■ **Instructions to follow**: Please transcribe all of the entries exactly, leaving out any images.

■ **Materials provided**:

■ ■ ■ ■ ■

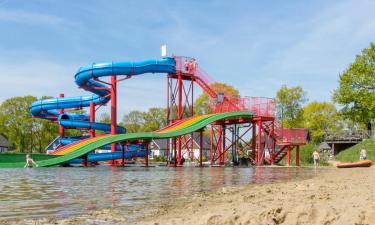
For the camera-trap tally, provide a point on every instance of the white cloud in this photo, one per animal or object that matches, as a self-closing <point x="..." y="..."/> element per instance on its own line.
<point x="35" y="18"/>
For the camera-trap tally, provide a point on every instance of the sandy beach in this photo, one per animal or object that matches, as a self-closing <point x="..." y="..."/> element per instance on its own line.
<point x="337" y="196"/>
<point x="334" y="196"/>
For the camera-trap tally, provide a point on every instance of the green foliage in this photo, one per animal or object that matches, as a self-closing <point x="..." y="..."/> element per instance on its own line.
<point x="105" y="118"/>
<point x="289" y="103"/>
<point x="16" y="121"/>
<point x="202" y="102"/>
<point x="356" y="91"/>
<point x="137" y="121"/>
<point x="352" y="154"/>
<point x="320" y="117"/>
<point x="133" y="121"/>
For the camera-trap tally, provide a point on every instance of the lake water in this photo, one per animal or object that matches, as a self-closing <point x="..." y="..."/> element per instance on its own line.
<point x="63" y="192"/>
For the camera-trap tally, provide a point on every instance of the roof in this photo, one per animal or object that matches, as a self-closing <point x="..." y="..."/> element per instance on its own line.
<point x="162" y="143"/>
<point x="4" y="142"/>
<point x="324" y="146"/>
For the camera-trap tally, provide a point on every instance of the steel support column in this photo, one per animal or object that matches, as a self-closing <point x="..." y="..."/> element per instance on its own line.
<point x="201" y="148"/>
<point x="61" y="128"/>
<point x="259" y="150"/>
<point x="92" y="118"/>
<point x="297" y="156"/>
<point x="288" y="155"/>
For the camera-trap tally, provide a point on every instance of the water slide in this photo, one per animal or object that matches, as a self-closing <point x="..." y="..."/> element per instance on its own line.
<point x="87" y="79"/>
<point x="84" y="147"/>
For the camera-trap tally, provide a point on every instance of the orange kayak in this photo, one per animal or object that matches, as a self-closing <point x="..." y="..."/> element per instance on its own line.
<point x="361" y="163"/>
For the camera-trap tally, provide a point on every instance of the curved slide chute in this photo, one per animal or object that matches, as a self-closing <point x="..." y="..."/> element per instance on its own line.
<point x="89" y="145"/>
<point x="87" y="79"/>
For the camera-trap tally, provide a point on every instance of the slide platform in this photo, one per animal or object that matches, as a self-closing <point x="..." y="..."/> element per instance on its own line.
<point x="88" y="145"/>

■ ■ ■ ■ ■

■ **Solved exercise**:
For the camera-trap tally, provide a point on every instance of the white cloud in this photo, one per animal or object that matches, as a self-closing <point x="..." y="..."/> element per instance on its own line.
<point x="35" y="18"/>
For the camera-trap tally, provide a point on every instance of the sandy beach in this photo, one per animal or object that matches, as a self-closing <point x="..." y="..."/> element per instance on its own line.
<point x="337" y="196"/>
<point x="334" y="196"/>
For the camera-trap tally, provide a point on every instance of the green foliage in this photo, one per animal or object that matches, as a self-closing <point x="..." y="..."/> element per instance on its own line.
<point x="105" y="118"/>
<point x="289" y="103"/>
<point x="16" y="121"/>
<point x="202" y="102"/>
<point x="356" y="91"/>
<point x="137" y="121"/>
<point x="352" y="154"/>
<point x="320" y="117"/>
<point x="133" y="121"/>
For the camera-trap tally, provide a point on every instance of the lake water in this photo, one per animal or object that matches, as a self-closing <point x="..." y="..."/> element per instance on its own line.
<point x="63" y="192"/>
For the camera-trap tally, provide a point on every instance of the roof in this photo, one per animal or object that matches, as a self-closing <point x="..." y="..."/> element per instance on its own line.
<point x="162" y="143"/>
<point x="4" y="142"/>
<point x="324" y="146"/>
For the camera-trap tally, provide a point on every instance of the steel support column in this photo, one per animal or object that matches, as a self-closing <point x="..." y="..."/> element per instance on its own line.
<point x="201" y="148"/>
<point x="61" y="128"/>
<point x="259" y="150"/>
<point x="92" y="118"/>
<point x="297" y="156"/>
<point x="288" y="155"/>
For the camera-trap tally, provide a point on every instance of the water slide in this photo, one per animal or object that matches, as a self-closing <point x="..." y="..."/> element per instance on its own line.
<point x="87" y="79"/>
<point x="84" y="147"/>
For the camera-trap tally, provide a point on every instance of the orange kayak in this photo, one per animal or object that matches, as a self-closing <point x="..." y="..."/> element per instance on its own line.
<point x="361" y="163"/>
For the camera-trap tally, provide a point on every instance of the curved slide chute in this photo, one per animal or object that matches, as a self-closing <point x="..." y="..."/> element per instance on its own line.
<point x="89" y="145"/>
<point x="87" y="79"/>
For the camera-trap tally, provide a point on every instance of the slide platform in this photo, one per animal or object that matches, as a self-closing <point x="..." y="..."/> element per instance on its own line.
<point x="88" y="145"/>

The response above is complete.